(SUPPLIED DATA begins)

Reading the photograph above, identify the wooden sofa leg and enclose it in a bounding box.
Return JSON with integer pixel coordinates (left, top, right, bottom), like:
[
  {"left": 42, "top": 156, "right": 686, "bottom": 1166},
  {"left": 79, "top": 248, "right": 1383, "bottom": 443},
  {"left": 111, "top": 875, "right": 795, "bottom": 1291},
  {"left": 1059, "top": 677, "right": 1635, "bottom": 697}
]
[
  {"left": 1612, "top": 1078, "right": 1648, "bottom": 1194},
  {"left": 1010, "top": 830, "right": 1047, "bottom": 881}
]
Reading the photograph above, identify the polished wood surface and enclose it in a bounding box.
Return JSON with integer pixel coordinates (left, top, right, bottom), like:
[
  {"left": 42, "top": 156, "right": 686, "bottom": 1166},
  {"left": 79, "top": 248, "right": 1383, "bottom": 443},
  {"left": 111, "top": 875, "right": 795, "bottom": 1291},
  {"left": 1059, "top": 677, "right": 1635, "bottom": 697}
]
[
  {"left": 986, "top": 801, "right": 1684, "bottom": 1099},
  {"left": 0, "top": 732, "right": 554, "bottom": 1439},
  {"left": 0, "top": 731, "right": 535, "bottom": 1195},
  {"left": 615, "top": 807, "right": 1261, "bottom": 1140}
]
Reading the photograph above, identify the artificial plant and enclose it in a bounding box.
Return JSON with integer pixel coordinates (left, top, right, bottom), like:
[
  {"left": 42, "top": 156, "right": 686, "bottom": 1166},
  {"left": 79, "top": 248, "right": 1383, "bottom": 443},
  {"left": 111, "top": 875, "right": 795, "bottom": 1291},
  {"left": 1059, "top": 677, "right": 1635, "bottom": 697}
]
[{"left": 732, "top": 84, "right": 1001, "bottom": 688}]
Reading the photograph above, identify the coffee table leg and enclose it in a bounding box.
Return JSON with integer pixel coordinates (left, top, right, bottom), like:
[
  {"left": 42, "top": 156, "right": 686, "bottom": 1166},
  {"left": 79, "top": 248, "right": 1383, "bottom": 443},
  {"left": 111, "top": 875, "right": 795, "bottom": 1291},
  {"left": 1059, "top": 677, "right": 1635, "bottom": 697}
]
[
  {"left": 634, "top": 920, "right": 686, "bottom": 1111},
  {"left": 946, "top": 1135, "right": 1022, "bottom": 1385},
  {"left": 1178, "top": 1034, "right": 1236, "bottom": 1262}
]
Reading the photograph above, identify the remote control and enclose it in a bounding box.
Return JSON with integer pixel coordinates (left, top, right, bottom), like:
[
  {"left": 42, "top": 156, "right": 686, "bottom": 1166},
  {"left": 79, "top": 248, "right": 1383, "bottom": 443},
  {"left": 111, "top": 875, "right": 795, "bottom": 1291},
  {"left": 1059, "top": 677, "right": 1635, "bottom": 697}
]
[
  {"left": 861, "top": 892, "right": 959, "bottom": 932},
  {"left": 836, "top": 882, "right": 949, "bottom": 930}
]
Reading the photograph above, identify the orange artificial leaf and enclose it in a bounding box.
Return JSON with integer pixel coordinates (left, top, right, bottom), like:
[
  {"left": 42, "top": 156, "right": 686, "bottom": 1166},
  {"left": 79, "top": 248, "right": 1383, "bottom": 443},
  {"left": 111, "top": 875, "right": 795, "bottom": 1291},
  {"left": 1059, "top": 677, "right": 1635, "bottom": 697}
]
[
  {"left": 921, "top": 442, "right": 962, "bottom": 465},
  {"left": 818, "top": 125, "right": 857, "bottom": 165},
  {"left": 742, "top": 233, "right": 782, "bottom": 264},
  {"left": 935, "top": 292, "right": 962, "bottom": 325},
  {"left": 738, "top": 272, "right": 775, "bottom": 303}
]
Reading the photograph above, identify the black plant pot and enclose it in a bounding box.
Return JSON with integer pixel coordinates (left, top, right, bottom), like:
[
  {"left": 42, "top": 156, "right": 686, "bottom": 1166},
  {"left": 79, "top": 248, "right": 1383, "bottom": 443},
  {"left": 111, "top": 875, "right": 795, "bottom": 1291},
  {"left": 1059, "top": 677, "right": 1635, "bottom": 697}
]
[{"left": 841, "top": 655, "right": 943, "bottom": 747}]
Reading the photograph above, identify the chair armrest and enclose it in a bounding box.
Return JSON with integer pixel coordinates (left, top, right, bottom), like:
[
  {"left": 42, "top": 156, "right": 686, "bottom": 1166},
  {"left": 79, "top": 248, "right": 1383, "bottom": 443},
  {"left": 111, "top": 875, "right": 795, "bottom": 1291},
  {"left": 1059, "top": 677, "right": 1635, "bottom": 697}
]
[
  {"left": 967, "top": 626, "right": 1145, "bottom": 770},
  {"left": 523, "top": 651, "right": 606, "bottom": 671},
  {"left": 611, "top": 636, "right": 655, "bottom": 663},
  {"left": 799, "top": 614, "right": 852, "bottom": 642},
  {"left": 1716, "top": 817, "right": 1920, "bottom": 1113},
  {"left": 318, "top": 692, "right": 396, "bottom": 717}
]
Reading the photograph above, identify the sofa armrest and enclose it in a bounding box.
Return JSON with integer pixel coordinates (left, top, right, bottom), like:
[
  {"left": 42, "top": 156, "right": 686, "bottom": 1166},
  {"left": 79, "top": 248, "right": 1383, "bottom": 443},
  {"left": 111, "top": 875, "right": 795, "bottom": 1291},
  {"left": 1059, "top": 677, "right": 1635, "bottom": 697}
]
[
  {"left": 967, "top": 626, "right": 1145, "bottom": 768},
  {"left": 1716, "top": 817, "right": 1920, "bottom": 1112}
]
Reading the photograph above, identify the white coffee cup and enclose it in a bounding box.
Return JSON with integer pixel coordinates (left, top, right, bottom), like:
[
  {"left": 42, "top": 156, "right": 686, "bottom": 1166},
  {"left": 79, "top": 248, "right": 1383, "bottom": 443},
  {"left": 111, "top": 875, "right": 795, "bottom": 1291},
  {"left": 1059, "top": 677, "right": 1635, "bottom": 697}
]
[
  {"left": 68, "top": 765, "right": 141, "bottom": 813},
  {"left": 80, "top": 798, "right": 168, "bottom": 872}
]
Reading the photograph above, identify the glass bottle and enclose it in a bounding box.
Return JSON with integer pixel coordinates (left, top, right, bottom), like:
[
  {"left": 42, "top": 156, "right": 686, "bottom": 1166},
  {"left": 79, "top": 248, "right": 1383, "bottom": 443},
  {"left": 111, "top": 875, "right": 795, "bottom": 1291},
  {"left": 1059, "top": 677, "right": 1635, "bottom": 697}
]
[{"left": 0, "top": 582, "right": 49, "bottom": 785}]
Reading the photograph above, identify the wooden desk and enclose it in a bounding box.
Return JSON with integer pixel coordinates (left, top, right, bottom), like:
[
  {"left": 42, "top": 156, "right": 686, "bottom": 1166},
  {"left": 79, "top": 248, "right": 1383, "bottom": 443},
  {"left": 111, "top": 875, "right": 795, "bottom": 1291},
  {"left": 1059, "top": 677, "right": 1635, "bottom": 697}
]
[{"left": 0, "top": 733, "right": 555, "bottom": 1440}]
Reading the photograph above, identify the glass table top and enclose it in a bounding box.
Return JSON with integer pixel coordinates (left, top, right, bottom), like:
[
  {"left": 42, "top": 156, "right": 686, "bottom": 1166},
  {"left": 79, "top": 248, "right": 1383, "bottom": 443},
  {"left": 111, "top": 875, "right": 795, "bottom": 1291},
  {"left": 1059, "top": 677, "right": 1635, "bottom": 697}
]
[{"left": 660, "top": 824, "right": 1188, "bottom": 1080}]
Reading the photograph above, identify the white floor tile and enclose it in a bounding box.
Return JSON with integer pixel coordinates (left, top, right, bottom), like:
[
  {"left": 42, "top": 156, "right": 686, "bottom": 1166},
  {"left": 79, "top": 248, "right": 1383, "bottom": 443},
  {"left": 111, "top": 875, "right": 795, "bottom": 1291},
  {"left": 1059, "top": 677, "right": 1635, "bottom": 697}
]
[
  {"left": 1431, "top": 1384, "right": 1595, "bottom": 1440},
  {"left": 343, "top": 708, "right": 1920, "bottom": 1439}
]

(SUPPLIED DATA ends)

# TASK INSTRUCTIONS:
In the answer, the lines from the first line of the data above through the line containing "Reading the photograph above, identify the remote" must appear exactly as written, with nothing else.

# RESPONSE AREA:
Reading the photograph above, identify the wooden sofa leg and enclose it in a bounding box.
Return JSON with integer pixel coordinates (left, top, right, bottom), like:
[
  {"left": 42, "top": 156, "right": 686, "bottom": 1166},
  {"left": 79, "top": 248, "right": 1383, "bottom": 443},
  {"left": 111, "top": 875, "right": 795, "bottom": 1291},
  {"left": 1059, "top": 677, "right": 1635, "bottom": 697}
]
[
  {"left": 1612, "top": 1078, "right": 1648, "bottom": 1194},
  {"left": 1010, "top": 830, "right": 1047, "bottom": 881}
]
Reading the photograph above, identify the polished wood surface and enclose it in a bounding box.
Return JSON with integer pixel coordinates (left, top, right, bottom), like:
[
  {"left": 42, "top": 156, "right": 686, "bottom": 1166},
  {"left": 79, "top": 248, "right": 1383, "bottom": 443},
  {"left": 111, "top": 875, "right": 795, "bottom": 1291},
  {"left": 1059, "top": 677, "right": 1635, "bottom": 697}
]
[
  {"left": 986, "top": 801, "right": 1684, "bottom": 1099},
  {"left": 0, "top": 732, "right": 554, "bottom": 1439},
  {"left": 0, "top": 731, "right": 535, "bottom": 1195},
  {"left": 615, "top": 807, "right": 1261, "bottom": 1140}
]
Reading the photograph above, identify the artificial plant and enclose it in a bounding box.
Return JSON with integer pixel coordinates (left, top, right, bottom), like:
[
  {"left": 42, "top": 156, "right": 686, "bottom": 1166},
  {"left": 79, "top": 248, "right": 1383, "bottom": 443},
  {"left": 111, "top": 875, "right": 795, "bottom": 1291},
  {"left": 1059, "top": 677, "right": 1635, "bottom": 697}
]
[{"left": 732, "top": 84, "right": 1001, "bottom": 688}]
Reading the photograph above, identify the coffee table leg and enclose it in a bounding box.
Return JSON with integer pixel coordinates (left, top, right, bottom), like:
[
  {"left": 42, "top": 156, "right": 686, "bottom": 1166},
  {"left": 79, "top": 248, "right": 1383, "bottom": 443},
  {"left": 111, "top": 875, "right": 795, "bottom": 1291},
  {"left": 1059, "top": 677, "right": 1635, "bottom": 697}
]
[
  {"left": 634, "top": 920, "right": 686, "bottom": 1111},
  {"left": 946, "top": 1135, "right": 1022, "bottom": 1385},
  {"left": 1178, "top": 1034, "right": 1236, "bottom": 1262}
]
Reading the photograph above, identify the remote control and enclose it in a bounding box.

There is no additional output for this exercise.